TEXT PROVIDED:
..............................

By: Jesse Donathan
We don’t have to wait decades to debate whether Jon Jones is the greatest fighter to ever live, that argument is alive and well at this very moment and has been the subject of debate for some years now. Without question, Jones is one of the most spectacular talents the sport has ever seen. Jones is an electrifying fighter, someone with the ability to strike with the best strikers and to the surprise of many, even wrestle with the best wrestlers. Jon Jones is a prodigy, but unfortunately a prodigy whose legacy will forever be marred with accusations of performance enhancing drug use – cheating!
In a January 24, 2019 MMA Fighting article titled, “Alexander Gustafsson’s team says Jon Jones has “essentially received a ‘use exemption’ after UFC 232 positive drug test”. It was reported that Jon Jones, to nobodies surprise I might add, has once again tested positive for the banned substance Turinabol.
“MMA Fighting reported Wednesday that Jones tested positive for trace amounts of a long term metabolite of oral Turinabol in a Dec. 28 sample collected by the Voluntary Anti-Doping Agency (VADA) on the day of UFC 232’s weigh-ins. The VADA test results discovered that Jones had 33 picograms in his system of the same M3 long term metabolite that was found in Jones’ system in three separate drug tests from August 2018 to early December, including a Dec. 9 drug test which prompted the UFC to uproot UFC 232’s entire event from Nevada to California on less than a week’s notice.”
In a January 25, 2019 Bad Guy Inc. YouTube video titled, “When did a failed drug test, stop being a ‘failed drug test’?” current Bellator fighter and ESPN analyst Chael Sonnen weighed in on the issue, stating:
“But now the question comes down to how three agencies test him all in the same night and two of them missed it. I’m a little confused how there isn’t a spotlight and a question mark on how USADA, with an 11-million-dollar yearly budget missed it on the same night that California, who then submitted it to the WADA lab at UCLA missed it but VADA who collected the sample on the same night, submitted it to the same lab caught it.”

..............................

TASK DESCRIPTION: Transcribe the entire article on Jon Jones and his positive drug test, word for word.

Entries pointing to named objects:

..............................

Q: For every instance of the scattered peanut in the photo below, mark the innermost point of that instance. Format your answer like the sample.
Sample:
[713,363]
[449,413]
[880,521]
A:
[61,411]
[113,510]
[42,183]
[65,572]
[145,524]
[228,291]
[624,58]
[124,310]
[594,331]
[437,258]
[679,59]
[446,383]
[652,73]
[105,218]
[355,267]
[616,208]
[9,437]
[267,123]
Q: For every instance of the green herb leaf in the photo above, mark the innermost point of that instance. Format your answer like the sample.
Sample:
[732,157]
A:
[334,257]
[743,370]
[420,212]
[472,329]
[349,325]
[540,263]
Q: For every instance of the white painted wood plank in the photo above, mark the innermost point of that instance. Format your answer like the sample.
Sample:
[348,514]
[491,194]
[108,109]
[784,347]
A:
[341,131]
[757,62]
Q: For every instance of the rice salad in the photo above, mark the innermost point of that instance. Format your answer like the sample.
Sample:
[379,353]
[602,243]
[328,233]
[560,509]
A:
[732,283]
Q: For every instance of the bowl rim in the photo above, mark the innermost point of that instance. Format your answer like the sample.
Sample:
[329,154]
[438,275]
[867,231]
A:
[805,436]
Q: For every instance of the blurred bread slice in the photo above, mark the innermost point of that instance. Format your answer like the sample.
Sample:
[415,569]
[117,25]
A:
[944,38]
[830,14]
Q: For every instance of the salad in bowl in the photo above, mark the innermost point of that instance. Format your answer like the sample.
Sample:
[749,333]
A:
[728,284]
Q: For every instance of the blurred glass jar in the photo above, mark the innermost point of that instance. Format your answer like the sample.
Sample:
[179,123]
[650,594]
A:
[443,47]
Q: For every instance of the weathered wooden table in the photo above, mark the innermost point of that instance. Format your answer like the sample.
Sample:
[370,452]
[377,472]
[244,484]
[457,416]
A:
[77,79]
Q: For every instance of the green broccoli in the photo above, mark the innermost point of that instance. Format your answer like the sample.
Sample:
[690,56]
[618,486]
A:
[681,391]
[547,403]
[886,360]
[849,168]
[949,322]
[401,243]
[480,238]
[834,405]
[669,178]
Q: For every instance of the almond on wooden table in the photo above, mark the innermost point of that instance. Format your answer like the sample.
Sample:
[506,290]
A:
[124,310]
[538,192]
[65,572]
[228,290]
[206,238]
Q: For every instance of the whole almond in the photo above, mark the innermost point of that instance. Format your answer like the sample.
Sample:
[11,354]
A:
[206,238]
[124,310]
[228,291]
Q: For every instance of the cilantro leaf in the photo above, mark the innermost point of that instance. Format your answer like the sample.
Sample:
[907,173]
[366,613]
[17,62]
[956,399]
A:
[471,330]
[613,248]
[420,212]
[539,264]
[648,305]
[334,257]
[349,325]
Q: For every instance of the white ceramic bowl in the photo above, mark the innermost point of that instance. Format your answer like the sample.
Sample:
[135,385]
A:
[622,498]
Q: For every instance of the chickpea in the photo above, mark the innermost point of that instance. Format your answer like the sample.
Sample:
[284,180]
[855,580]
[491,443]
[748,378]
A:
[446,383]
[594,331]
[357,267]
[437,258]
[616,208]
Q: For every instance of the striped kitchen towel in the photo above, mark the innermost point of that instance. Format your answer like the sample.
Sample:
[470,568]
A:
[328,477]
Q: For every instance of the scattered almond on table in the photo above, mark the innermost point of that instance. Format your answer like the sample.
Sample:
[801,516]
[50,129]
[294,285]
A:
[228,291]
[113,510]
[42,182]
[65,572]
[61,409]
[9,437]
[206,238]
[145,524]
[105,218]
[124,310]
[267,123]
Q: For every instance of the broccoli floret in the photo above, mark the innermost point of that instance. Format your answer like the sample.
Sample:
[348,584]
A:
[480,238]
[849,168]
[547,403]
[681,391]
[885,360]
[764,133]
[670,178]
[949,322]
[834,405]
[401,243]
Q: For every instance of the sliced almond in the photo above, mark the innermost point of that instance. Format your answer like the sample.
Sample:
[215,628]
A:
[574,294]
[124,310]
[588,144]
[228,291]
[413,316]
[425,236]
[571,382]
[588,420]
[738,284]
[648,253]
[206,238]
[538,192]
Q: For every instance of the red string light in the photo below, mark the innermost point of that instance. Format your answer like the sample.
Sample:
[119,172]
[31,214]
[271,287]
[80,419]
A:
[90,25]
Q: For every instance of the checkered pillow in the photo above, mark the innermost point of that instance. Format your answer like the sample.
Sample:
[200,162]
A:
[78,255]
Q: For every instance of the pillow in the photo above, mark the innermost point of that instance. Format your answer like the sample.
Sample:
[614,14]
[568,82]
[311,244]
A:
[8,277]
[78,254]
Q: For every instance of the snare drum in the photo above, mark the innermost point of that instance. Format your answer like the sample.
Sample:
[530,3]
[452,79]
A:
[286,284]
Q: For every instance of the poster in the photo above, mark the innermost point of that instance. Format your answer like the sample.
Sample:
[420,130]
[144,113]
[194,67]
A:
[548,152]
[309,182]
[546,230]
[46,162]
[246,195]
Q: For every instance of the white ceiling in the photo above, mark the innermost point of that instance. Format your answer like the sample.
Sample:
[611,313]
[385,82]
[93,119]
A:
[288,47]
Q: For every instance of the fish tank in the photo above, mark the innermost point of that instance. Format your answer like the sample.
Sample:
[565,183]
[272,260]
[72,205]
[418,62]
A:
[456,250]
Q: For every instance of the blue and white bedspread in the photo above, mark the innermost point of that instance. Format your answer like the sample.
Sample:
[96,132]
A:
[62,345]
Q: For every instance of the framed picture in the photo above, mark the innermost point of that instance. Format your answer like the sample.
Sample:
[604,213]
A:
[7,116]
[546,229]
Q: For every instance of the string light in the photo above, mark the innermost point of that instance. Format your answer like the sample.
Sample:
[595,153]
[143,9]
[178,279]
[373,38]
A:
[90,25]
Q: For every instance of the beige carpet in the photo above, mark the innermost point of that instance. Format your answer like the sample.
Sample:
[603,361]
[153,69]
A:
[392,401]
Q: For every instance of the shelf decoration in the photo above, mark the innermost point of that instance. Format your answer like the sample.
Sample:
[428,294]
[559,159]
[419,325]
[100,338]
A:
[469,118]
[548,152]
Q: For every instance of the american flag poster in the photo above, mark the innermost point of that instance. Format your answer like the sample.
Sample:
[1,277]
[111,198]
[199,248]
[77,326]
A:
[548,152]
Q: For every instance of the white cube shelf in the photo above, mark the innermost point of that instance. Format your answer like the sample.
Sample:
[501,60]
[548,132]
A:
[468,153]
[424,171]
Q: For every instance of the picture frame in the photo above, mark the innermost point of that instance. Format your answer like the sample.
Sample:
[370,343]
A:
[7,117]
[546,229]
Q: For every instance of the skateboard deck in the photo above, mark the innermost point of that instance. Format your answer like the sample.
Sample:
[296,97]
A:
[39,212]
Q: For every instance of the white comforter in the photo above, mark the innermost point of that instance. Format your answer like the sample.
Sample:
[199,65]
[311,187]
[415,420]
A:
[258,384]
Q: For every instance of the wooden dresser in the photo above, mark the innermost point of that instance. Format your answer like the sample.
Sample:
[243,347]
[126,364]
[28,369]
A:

..............................

EXERCISE RESPONSE:
By: Jesse Donathan
We don’t have to wait decades to debate whether Jon Jones is the greatest fighter to ever live, that argument is alive and well at this very moment and has been the subject of debate for some years now. Without question, Jones is one of the most spectacular talents the sport has ever seen. Jones is an electrifying fighter, someone with the ability to strike with the best strikers and to the surprise of many, even wrestle with the best wrestlers. Jon Jones is a prodigy, but unfortunately a prodigy whose legacy will forever be marred with accusations of performance enhancing drug use – cheating!
In a January 24, 2019 MMA Fighting article titled, “Alexander Gustafsson’s team says Jon Jones has “essentially received a ‘use exemption’ after UFC 232 positive drug test”. It was reported that Jon Jones, to nobodies surprise I might add, has once again tested positive for the banned substance Turinabol.
“MMA Fighting reported Wednesday that Jones tested positive for trace amounts of a long term metabolite of oral Turinabol in a Dec. 28 sample collected by the Voluntary Anti-Doping Agency (VADA) on the day of UFC 232’s weigh-ins. The VADA test results discovered that Jones had 33 picograms in his system of the same M3 long term metabolite that was found in Jones’ system in three separate drug tests from August 2018 to early December, including a Dec. 9 drug test which prompted the UFC to uproot UFC 232’s entire event from Nevada to California on less than a week’s notice.”
In a January 25, 2019 Bad Guy Inc. YouTube video titled, “When did a failed drug test, stop being a ‘failed drug test’?” current Bellator fighter and ESPN analyst Chael Sonnen weighed in on the issue, stating:
“But now the question comes down to how three agencies test him all in the same night and two of them missed it. I’m a little confused how there isn’t a spotlight and a question mark on how USADA, with an 11-million-dollar yearly budget missed it on the same night that California, who then submitted it to the WADA lab at UCLA missed it but VADA who collected the sample on the same night, submitted it to the same lab caught it.”